Problem to work on => Produce an exact copy of all the records.

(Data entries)
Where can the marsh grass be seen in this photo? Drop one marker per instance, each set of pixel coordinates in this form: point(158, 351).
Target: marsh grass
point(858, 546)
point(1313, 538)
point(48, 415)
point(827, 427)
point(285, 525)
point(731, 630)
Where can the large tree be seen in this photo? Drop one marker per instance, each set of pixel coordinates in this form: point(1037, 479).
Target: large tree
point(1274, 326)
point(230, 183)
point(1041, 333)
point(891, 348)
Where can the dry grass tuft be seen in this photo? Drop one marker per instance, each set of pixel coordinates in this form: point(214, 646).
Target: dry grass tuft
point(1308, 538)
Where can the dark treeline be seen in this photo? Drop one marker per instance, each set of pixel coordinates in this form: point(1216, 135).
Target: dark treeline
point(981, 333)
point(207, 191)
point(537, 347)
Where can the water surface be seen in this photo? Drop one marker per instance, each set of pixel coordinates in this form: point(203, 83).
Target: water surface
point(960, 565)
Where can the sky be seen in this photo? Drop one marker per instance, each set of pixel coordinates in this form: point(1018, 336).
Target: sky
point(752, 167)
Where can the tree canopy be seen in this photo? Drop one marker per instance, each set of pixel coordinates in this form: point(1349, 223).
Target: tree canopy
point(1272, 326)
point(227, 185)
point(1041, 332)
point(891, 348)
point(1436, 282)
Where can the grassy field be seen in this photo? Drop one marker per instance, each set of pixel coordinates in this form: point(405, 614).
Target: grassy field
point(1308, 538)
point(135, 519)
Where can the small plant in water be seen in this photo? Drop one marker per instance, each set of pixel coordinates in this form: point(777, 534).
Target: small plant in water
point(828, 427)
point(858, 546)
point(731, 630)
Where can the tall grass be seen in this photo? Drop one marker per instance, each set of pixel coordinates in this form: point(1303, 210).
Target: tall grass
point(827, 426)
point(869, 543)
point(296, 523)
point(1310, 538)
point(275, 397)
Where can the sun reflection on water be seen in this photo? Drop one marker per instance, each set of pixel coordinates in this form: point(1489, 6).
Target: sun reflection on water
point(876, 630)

Your response =>
Where can the marsh grass be seen in this photo? Drop one marker per instance, each set of pixel coordinates in this form: point(158, 351).
Target: marsh grass
point(858, 546)
point(1313, 538)
point(48, 415)
point(827, 427)
point(285, 525)
point(731, 630)
Where can the large tree be seen in this photo? Drop one marker per instance, each set of pixel coordinates in this form: point(1037, 479).
Target: large tree
point(1274, 326)
point(230, 183)
point(1041, 333)
point(891, 348)
Where can the dry grass tuft be seen in this photo? Drop one marker per instance, each set of pixel coordinates in this form: point(214, 646).
Target: dry grass tuft
point(1308, 538)
Where can the dark treeline be seen in this photo? Drop one marker per instance, each set of pixel coordinates in this form: point(1216, 135).
Target: dark treeline
point(981, 333)
point(207, 191)
point(537, 347)
Where can the water surface be seen in this photo? Drop one marker per instance, each set of pixel coordinates in this form: point(203, 83).
Target: water surface
point(960, 565)
Where can the sky be seen in this photo? Drop one marker per instance, each set of pixel coordinates in this form: point(1018, 336).
Target: sky
point(752, 167)
Where can the tree canopy be seen in this photo? Drop one marker per instance, each set of pixel coordinates in this form: point(1349, 223).
Target: tree canopy
point(1272, 326)
point(227, 185)
point(1041, 332)
point(891, 348)
point(1436, 282)
Where can the grassy field be seen in this photo? Drop one marker per instance, each set of pixel coordinates in this form: point(405, 614).
Target: grassy field
point(1308, 538)
point(135, 519)
Where can the small plant in water be seen in this photo? Drop one marker per instance, each set of pixel coordinates in this form: point(777, 534).
Target: small plant in water
point(828, 427)
point(858, 546)
point(731, 630)
Where can the tall grass be seen in this photo? Drop one marker per instance, each set of pixel coordinates in this form: point(1303, 210).
Target: tall grass
point(827, 426)
point(869, 543)
point(296, 523)
point(1310, 538)
point(275, 397)
Where can the sun reflection on water be seen in this photo? Drop one marker per instance, each set of pixel coordinates in this form: point(1489, 6).
Target: sun reflection on water
point(876, 630)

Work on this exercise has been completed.